### Exercise
Find the line in the entries below that contains "[[150, 92]]". Repeat it exactly, and every line after it through the line that contains "# test: point to the excavated".

### Listed entries

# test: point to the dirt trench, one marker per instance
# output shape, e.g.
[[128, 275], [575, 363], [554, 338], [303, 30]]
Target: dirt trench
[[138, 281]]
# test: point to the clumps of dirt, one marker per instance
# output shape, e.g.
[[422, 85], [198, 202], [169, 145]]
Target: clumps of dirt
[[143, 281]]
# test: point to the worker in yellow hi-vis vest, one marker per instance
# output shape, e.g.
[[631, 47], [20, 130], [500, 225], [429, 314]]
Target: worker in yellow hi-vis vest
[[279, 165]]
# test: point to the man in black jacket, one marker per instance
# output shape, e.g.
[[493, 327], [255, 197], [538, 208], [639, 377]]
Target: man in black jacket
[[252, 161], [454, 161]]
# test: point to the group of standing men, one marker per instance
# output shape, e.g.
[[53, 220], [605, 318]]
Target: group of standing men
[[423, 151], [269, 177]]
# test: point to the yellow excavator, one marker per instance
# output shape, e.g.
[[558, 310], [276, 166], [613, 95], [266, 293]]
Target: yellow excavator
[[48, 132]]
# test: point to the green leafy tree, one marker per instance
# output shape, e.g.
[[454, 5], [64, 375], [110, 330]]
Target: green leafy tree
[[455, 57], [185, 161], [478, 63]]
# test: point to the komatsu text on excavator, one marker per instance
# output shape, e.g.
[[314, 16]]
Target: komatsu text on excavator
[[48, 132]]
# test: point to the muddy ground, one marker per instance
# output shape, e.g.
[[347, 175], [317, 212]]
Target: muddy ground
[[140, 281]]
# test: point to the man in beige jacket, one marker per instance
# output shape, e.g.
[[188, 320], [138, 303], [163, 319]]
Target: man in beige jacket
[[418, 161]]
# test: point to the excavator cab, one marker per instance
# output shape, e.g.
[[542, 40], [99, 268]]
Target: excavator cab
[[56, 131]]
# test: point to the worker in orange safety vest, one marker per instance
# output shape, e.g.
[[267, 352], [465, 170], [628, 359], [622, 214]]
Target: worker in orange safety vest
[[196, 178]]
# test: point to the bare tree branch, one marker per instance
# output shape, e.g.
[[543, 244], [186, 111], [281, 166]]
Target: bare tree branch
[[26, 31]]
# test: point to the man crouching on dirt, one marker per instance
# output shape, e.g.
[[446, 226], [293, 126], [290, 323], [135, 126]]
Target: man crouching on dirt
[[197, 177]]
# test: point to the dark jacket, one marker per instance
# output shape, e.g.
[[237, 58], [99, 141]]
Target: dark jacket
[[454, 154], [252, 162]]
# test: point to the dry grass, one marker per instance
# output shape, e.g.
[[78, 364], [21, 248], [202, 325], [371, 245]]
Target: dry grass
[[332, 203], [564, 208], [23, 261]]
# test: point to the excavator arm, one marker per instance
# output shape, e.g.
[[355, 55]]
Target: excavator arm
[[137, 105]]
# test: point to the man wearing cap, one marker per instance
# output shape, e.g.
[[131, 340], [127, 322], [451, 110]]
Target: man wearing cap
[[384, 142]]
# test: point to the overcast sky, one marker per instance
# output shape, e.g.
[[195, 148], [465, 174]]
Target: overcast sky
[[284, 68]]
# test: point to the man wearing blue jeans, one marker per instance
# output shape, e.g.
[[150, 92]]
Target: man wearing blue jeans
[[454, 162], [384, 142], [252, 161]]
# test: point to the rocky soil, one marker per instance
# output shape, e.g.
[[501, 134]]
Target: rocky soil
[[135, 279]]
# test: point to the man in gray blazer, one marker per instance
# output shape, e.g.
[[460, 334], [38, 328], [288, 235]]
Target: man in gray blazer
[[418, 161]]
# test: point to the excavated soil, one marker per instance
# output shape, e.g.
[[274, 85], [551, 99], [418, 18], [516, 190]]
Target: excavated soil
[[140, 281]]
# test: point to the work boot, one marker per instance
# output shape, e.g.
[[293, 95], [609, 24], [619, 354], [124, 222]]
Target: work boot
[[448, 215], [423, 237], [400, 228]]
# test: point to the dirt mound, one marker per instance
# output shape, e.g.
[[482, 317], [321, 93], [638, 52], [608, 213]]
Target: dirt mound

### Result
[[150, 92]]
Target: man wearing blue jeans
[[454, 162], [384, 142], [252, 161]]
# test: point to the rocky soil, one marker per instance
# output shape, e.g.
[[501, 134]]
Target: rocky soil
[[135, 279]]
# test: point to the man in gray blazer, one marker per instance
# output shape, e.g.
[[460, 334], [38, 328], [288, 235]]
Target: man in gray blazer
[[418, 161]]
# test: point to the excavated soil, one marker per instance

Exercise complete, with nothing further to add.